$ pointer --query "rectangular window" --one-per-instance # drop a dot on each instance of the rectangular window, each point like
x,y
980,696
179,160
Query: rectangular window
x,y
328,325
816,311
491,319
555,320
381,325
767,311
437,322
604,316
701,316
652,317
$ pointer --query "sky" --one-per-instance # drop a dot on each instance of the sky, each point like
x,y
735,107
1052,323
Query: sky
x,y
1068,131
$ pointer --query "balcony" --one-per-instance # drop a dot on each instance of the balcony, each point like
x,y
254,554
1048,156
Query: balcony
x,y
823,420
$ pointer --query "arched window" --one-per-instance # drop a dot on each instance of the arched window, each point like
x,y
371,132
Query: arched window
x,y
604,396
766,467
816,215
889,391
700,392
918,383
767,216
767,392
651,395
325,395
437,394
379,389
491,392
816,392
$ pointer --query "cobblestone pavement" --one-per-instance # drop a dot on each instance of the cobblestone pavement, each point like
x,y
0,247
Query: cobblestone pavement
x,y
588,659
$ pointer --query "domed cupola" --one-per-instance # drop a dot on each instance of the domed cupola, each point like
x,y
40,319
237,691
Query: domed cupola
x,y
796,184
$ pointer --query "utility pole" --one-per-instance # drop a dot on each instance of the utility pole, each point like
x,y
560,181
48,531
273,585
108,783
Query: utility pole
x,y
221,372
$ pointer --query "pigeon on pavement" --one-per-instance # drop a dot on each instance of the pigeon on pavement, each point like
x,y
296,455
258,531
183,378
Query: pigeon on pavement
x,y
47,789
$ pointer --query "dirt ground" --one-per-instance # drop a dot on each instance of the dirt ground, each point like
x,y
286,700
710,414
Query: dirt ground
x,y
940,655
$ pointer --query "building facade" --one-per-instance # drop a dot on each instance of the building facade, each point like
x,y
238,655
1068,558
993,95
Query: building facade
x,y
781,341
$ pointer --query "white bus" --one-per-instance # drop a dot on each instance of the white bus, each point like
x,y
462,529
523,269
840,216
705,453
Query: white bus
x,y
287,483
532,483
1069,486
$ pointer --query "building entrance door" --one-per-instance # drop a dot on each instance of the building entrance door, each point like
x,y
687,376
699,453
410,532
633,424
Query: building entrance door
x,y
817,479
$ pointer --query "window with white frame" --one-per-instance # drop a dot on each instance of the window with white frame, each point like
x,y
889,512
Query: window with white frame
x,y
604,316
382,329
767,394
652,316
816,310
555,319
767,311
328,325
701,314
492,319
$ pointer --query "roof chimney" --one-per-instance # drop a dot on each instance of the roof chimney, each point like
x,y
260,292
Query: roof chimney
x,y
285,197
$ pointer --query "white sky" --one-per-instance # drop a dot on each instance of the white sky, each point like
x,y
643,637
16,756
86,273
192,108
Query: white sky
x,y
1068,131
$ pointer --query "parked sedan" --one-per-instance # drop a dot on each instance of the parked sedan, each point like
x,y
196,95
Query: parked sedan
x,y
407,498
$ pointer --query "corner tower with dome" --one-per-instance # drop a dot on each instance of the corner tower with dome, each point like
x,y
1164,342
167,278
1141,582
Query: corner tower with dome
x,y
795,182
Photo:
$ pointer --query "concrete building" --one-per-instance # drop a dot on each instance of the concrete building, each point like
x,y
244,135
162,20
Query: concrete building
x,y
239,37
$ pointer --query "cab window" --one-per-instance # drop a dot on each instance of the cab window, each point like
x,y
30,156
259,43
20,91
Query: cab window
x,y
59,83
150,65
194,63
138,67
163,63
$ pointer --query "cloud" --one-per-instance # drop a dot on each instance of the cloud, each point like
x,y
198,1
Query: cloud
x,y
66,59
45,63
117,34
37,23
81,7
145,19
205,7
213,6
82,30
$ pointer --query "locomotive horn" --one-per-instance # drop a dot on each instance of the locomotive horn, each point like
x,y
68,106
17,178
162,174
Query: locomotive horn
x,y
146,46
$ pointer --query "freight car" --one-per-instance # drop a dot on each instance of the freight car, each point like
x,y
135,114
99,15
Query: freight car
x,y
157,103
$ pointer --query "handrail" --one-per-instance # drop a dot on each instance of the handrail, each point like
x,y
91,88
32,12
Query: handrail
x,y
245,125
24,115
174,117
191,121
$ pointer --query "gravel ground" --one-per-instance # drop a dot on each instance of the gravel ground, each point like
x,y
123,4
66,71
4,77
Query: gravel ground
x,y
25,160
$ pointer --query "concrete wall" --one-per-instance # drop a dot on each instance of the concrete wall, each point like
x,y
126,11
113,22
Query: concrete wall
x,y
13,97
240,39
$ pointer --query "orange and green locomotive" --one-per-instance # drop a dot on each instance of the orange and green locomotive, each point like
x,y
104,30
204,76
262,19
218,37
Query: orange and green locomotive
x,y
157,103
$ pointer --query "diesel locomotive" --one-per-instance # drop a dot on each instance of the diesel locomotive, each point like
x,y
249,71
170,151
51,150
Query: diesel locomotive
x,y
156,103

ACTIVITY: Go through the listing and copy all of it exactly.

SOLUTION TO THE PROBLEM:
$ pointer --query "rectangular window" --one-per-instance # drop a dot on each instance of the rectangular window, each point like
x,y
980,696
179,160
Query: rectangular window
x,y
328,325
816,311
491,319
555,320
381,325
767,311
437,322
604,316
701,316
652,317
$ pointer --query "sky" --one-per-instance # drop a dot on each instance of the sky, each point like
x,y
735,107
1052,323
Query: sky
x,y
1068,131
$ pointer --query "balcony" --one-per-instance # drop a dot on each instance of the balcony, each point like
x,y
254,554
1048,156
Query: balcony
x,y
823,420
$ pointer --query "arched window" --one-per-instance # drop a dot on each instance of the arched window, each point like
x,y
371,132
Query: arched window
x,y
604,396
766,467
816,215
889,391
700,392
918,383
767,216
767,392
651,395
325,395
437,394
379,389
491,392
816,392
$ pointer --query "cobblestone pavement" --one-per-instance # drop a dot on each instance of the cobblestone pavement, each point like
x,y
0,247
Query: cobblestone pavement
x,y
588,659
$ pointer --query "domed cupola" --one-per-instance # drop a dot on each instance of the domed cupola, each point like
x,y
40,319
237,691
Query: domed cupola
x,y
796,184
$ pointer --query "utility pole" --one-per-instance # drop a dot on each instance of the utility pole, each point like
x,y
560,181
48,531
273,585
108,783
Query: utility pole
x,y
221,372
$ pointer --query "pigeon on pavement" --one-per-instance # drop a dot on each instance of the pigeon on pavement, each point like
x,y
296,455
258,531
183,378
Query: pigeon on pavement
x,y
47,789
$ pointer --query "dirt ground" --one-per-instance # drop a dot on each instance of the dirt ground, each point like
x,y
286,700
710,414
Query: dirt ground
x,y
940,655
$ pointer --query "building facade" --one-per-instance # drop a dot on each instance of the building facade, each point like
x,y
238,655
1068,558
993,95
Query: building facade
x,y
781,341
$ pointer --query "white bus" --one-per-instance # drop a dot on each instance of the white bus, each point like
x,y
462,529
523,269
840,216
705,453
Query: white bus
x,y
287,483
532,483
1069,486
$ pointer --query "building entrance door" --one-per-instance # drop a dot on each instance of the building entrance door, each point like
x,y
687,376
699,453
410,532
633,424
Query: building entrance door
x,y
817,479
$ pointer --query "window with white frame" --one-per-instance # drop a dot on each instance of the window with white frame, each point like
x,y
889,512
Query: window with white frame
x,y
604,316
382,329
767,394
652,316
816,310
555,319
767,311
328,325
701,314
492,319
$ pointer --query "roof chimney" --one-per-instance # drop a dot on each instance of the roof chimney, each point like
x,y
260,292
Query: roof chimney
x,y
285,197
$ pointer --query "white sky" --one-per-instance # drop a dot on each instance of the white sky, each point like
x,y
643,637
16,756
86,273
192,108
Query: white sky
x,y
1068,131
$ pointer --query "parked sedan" --one-per-instance # drop a dot on each instance of the parked sedan, each point like
x,y
196,95
Query: parked sedan
x,y
407,498
$ pointer --query "corner tower with dome" --one-per-instance # drop a dot on each instance of the corner tower with dome, each point like
x,y
1164,342
167,278
1141,582
Query: corner tower with dome
x,y
795,182
Photo:
$ pointer --query "concrete building" --one-per-instance # drop a dot on each instance of the concrete building, each point like
x,y
244,135
162,20
Query: concrete building
x,y
239,37
$ pointer --query "cab window" --one-per-instance # drop a dot on each instance of the cab window, each point like
x,y
30,156
259,43
20,91
Query: cab window
x,y
59,83
150,65
194,63
138,67
163,63
$ pointer --query "cloud" --one-per-instance # drop a dot on each instance of the cloud, each point like
x,y
198,1
Query: cloud
x,y
66,59
45,63
117,34
37,23
81,7
145,19
205,7
213,6
82,30
$ pointer --query "locomotive horn" --one-per-instance # drop a dot on each instance of the locomotive horn, each point like
x,y
68,106
17,178
162,174
Query: locomotive horn
x,y
146,46
$ pointer --query "freight car" --one-per-instance # drop a dot on each instance of the freight car, each point like
x,y
135,114
99,15
Query: freight car
x,y
157,103
$ pointer --query "handrail" --one-per-instance # drop a dot on each instance of the handrail, each point like
x,y
91,88
32,12
Query: handrail
x,y
245,125
24,115
174,117
191,121
$ pointer --query "gravel ground" --one-per-instance # drop a dot on each instance of the gravel ground, each point like
x,y
123,4
66,71
4,77
Query: gravel ground
x,y
25,160
$ pointer --query "concrete wall" --one-per-instance # drop a dot on each instance of the concrete wall, each point like
x,y
126,11
113,22
Query: concrete wall
x,y
13,97
240,39
$ pointer --query "orange and green locomotive" --one-per-instance # drop a dot on each instance of the orange and green locomotive, each point like
x,y
104,30
204,76
262,19
218,37
Query: orange and green locomotive
x,y
157,103
$ pointer --query "diesel locomotive" --one-per-instance # drop a dot on each instance of the diesel locomotive, each point like
x,y
249,71
170,151
51,150
Query: diesel locomotive
x,y
156,103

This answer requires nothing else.